INSTRUCTIONS FOR THE TASK →
Of all the lines below, output only those starting at the one with "Target: wooden deck plank" and ending at the one with "Target: snowman's scarf", both ends included, exactly as written.

(INPUT DATA begins)

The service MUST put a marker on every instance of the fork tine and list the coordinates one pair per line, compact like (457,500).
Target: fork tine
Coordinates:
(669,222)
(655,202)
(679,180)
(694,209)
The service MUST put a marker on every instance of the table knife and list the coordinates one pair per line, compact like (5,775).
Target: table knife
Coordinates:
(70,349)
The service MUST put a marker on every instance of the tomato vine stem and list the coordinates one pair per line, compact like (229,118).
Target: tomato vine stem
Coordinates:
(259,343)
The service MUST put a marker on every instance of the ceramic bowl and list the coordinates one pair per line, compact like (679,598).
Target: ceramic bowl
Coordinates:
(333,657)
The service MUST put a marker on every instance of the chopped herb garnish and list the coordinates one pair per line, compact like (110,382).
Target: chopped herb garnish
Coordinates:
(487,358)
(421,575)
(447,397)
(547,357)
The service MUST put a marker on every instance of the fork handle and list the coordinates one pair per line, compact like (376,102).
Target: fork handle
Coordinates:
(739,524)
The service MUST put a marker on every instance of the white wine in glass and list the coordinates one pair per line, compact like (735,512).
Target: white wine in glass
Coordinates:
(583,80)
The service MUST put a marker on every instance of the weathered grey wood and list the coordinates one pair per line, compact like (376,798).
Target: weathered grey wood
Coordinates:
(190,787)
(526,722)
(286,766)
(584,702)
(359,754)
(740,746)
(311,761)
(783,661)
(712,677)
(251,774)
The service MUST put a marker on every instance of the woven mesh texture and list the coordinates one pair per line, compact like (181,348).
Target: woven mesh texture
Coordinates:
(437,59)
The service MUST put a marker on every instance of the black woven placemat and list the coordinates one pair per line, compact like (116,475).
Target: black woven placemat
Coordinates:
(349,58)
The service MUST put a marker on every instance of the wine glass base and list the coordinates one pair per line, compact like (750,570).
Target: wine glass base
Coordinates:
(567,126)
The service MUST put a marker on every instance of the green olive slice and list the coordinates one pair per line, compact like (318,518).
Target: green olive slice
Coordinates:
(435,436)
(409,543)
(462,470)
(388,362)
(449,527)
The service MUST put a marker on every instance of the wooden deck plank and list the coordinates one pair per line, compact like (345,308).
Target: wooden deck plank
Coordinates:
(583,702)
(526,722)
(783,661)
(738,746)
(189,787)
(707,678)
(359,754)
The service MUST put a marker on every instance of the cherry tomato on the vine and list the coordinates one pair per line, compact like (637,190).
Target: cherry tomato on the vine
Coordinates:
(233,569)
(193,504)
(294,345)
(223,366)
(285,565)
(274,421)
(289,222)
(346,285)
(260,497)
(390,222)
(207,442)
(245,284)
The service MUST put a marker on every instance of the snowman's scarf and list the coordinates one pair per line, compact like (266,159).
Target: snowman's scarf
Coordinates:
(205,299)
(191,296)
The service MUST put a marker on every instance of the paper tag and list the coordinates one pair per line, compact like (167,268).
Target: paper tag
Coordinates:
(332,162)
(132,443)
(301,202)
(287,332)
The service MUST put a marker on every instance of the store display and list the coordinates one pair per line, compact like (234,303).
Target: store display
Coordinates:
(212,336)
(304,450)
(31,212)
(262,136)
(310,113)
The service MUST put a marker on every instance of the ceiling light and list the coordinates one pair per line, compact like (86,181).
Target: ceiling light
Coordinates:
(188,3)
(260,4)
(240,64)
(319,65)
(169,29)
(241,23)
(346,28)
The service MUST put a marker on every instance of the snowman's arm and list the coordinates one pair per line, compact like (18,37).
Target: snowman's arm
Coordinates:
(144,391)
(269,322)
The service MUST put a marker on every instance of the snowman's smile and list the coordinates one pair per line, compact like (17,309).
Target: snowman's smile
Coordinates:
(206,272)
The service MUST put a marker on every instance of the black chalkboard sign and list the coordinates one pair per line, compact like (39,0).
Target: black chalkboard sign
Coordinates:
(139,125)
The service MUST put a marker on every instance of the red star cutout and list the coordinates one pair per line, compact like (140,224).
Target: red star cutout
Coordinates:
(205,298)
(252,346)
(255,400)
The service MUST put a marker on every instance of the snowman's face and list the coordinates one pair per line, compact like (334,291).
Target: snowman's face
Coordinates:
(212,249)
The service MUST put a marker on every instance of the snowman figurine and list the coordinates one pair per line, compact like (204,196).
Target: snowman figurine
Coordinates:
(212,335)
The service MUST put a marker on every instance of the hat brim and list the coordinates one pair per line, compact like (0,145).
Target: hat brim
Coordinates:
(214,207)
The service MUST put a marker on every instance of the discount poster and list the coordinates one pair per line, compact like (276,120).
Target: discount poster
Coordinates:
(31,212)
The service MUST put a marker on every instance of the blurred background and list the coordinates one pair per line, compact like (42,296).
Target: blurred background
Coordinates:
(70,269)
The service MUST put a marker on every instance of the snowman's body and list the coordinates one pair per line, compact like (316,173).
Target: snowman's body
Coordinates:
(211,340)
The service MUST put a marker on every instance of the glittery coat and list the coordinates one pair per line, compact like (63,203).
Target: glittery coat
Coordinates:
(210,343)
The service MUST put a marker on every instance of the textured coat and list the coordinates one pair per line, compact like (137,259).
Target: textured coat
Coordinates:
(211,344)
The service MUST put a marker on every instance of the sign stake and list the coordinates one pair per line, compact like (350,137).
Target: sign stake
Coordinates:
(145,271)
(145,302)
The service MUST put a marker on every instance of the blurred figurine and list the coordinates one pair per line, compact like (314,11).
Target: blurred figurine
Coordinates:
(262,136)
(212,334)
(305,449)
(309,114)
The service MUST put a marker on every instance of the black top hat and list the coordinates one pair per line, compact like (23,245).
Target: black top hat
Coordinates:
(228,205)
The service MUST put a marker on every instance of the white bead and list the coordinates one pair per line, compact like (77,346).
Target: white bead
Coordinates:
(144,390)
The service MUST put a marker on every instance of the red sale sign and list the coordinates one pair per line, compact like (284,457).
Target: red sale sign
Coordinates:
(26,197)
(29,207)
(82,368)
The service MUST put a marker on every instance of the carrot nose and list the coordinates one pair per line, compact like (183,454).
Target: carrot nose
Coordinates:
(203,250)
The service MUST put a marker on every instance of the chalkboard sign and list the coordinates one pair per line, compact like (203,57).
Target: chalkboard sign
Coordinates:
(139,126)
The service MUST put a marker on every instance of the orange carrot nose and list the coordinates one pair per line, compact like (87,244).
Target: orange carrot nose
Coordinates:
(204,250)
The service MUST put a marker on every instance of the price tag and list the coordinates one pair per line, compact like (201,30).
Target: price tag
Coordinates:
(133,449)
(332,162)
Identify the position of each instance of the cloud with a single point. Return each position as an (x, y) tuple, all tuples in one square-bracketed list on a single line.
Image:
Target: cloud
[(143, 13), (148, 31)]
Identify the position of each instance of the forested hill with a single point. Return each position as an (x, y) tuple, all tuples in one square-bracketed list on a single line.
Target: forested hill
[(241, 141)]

(INPUT DATA ends)

TASK RESPONSE →
Target: wooden deck plank
Coordinates:
(583,702)
(526,722)
(783,661)
(738,746)
(189,787)
(707,678)
(359,754)
The service MUST put a marker on every instance of the cherry tomato on the vine and list the coordinates one pair per line, compact like (637,190).
Target: cherry tomato on the vine
Coordinates:
(233,569)
(193,504)
(294,345)
(223,366)
(285,565)
(274,421)
(289,222)
(346,285)
(260,497)
(390,222)
(207,442)
(245,284)
The service MUST put a marker on every instance of the snowman's scarf and list the coordinates one pair per line, compact like (266,159).
Target: snowman's scarf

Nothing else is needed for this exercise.